(Referring expression data)
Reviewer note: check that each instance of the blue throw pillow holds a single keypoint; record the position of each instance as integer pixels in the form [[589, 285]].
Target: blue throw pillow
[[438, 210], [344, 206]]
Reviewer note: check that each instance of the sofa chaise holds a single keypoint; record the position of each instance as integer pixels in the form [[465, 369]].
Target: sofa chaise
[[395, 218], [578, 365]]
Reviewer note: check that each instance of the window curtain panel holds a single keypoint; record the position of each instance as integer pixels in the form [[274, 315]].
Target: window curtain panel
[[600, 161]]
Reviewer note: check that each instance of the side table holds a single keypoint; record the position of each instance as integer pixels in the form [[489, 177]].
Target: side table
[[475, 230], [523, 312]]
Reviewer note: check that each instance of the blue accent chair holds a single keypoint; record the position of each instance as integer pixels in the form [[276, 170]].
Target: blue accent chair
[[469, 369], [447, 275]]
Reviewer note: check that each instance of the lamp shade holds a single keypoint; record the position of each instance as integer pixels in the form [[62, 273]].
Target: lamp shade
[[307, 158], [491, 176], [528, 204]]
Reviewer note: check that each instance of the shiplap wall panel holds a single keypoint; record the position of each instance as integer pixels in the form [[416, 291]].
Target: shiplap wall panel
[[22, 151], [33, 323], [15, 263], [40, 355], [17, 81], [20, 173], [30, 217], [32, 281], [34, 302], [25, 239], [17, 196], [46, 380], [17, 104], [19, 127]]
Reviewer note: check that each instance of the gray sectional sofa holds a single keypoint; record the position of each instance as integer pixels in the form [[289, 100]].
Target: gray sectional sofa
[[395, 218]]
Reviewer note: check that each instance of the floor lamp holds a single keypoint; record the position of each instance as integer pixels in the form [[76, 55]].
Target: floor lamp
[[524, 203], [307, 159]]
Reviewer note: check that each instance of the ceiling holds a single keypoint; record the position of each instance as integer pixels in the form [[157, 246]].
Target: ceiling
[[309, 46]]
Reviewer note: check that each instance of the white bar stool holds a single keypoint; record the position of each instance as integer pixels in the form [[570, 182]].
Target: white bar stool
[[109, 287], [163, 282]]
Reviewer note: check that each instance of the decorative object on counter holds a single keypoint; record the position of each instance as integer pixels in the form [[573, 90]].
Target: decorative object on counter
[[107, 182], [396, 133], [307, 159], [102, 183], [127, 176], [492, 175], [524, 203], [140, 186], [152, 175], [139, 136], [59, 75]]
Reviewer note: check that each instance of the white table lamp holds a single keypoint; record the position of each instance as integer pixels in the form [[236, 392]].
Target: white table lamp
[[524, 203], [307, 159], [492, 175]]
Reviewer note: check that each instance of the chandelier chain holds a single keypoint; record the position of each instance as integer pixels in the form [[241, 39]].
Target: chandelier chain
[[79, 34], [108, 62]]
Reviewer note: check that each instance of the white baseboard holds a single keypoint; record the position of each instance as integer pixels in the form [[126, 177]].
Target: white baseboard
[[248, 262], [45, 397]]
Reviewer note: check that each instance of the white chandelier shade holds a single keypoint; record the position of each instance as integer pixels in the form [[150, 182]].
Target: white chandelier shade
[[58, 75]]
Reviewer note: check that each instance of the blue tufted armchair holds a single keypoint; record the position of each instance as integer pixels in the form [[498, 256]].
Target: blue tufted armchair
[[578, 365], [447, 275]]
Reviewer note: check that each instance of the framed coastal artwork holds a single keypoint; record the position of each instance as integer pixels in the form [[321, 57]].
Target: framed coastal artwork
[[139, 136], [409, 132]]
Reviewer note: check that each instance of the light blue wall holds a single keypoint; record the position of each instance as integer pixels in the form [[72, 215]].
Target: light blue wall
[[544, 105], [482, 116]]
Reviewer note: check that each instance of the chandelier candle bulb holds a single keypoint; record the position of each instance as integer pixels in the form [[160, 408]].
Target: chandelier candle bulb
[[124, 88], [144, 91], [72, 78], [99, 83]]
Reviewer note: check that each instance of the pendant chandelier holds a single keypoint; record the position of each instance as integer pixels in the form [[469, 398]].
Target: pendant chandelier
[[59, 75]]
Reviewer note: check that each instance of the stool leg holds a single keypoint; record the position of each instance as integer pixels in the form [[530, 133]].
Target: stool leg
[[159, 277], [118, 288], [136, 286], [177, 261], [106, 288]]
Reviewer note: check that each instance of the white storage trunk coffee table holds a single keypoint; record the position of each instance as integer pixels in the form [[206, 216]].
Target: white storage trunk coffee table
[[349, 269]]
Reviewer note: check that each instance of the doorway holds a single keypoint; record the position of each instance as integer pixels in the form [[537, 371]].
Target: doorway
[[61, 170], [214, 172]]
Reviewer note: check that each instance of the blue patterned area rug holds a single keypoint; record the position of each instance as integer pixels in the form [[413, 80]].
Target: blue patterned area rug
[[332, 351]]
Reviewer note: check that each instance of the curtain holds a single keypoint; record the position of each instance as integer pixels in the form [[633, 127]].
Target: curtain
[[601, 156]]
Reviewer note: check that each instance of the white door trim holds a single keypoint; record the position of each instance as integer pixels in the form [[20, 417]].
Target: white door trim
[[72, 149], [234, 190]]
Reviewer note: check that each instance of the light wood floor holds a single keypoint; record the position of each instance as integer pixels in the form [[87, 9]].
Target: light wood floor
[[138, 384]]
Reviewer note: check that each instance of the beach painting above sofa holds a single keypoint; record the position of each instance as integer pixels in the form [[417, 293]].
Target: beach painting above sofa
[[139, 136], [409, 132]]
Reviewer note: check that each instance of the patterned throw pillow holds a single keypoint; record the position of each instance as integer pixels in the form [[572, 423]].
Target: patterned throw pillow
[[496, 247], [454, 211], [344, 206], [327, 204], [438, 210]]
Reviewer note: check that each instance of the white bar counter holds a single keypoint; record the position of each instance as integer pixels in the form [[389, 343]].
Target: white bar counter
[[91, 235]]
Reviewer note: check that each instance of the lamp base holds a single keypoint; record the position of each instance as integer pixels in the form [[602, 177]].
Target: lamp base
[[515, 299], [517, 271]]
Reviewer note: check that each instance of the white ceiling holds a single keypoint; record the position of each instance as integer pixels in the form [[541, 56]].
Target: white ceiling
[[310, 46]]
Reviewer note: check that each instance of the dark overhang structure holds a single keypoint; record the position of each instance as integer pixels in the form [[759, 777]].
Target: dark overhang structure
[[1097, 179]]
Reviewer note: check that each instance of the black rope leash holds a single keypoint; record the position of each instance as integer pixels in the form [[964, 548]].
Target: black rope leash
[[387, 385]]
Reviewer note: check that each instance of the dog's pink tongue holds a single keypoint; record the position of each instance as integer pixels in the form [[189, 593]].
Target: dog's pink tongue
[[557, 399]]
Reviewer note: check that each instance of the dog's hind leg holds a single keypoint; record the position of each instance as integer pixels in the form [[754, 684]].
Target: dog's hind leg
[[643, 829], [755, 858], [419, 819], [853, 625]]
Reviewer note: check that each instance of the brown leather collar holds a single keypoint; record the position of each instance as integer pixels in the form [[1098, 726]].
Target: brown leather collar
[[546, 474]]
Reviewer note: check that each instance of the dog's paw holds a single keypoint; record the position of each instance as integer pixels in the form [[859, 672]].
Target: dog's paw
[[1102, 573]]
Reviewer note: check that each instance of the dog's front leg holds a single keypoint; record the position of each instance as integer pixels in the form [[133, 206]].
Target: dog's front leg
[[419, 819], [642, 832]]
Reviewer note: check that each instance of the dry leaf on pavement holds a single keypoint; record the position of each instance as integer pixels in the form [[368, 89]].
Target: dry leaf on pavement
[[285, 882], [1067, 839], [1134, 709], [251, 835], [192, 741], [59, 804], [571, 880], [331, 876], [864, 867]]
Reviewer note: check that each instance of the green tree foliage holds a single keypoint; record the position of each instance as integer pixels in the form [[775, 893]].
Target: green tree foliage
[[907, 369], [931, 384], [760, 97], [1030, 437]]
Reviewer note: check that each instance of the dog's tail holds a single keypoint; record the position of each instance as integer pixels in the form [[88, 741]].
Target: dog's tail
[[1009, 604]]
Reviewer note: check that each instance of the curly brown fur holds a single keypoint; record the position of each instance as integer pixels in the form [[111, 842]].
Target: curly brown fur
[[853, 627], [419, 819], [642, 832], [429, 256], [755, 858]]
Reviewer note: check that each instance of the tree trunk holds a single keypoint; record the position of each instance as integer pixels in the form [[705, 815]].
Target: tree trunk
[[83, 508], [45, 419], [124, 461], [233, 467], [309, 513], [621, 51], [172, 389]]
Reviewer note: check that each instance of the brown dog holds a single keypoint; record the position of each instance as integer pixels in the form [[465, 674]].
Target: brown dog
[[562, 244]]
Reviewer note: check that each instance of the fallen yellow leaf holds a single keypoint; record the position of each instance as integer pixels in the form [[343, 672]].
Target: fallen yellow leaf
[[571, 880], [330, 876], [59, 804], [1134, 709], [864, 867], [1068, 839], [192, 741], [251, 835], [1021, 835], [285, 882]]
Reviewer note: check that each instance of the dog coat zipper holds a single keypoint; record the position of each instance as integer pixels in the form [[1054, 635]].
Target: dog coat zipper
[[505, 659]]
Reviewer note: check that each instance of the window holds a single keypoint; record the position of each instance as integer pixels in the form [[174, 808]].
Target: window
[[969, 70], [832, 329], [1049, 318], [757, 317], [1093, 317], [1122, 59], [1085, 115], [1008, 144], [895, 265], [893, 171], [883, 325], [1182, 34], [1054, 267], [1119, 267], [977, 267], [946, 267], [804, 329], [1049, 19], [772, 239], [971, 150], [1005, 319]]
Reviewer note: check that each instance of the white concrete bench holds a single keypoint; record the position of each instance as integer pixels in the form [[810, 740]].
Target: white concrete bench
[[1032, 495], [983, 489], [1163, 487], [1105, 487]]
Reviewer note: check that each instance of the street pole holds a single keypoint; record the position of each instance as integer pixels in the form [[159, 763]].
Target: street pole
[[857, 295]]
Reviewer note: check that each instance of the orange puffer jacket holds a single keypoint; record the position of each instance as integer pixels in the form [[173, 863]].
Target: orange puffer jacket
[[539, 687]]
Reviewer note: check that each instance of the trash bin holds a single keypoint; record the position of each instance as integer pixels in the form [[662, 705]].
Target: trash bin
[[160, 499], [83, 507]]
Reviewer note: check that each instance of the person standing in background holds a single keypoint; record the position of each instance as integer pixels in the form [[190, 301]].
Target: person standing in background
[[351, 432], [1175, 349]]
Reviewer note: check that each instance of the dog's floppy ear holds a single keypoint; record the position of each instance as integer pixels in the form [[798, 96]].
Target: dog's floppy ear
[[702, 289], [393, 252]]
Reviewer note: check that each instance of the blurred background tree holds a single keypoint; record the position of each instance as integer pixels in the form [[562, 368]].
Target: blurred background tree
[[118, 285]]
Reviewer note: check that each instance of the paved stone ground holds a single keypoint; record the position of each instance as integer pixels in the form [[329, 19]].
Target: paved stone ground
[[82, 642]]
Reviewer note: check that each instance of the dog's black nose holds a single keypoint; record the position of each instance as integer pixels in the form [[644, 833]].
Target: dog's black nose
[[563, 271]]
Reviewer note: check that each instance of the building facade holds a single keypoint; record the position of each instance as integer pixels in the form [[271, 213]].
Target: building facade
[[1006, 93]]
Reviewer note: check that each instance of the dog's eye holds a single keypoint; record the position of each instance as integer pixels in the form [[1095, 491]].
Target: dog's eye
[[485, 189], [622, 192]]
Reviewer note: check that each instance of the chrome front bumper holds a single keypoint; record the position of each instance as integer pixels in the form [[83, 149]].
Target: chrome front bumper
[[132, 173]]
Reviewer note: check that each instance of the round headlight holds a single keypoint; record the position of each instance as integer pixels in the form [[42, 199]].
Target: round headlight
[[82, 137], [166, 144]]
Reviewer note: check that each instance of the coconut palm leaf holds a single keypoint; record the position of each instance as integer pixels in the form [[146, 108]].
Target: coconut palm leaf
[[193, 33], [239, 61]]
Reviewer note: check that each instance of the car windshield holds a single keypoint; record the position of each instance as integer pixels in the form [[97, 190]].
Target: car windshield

- Exercise prompt -
Pick every line of the data that includes the string "windshield".

- Worked solution -
Reviewer note: check that each instance of the car windshield holds a single keypoint; record the position of each instance as integer pixels in the form [[97, 190]].
Target: car windshield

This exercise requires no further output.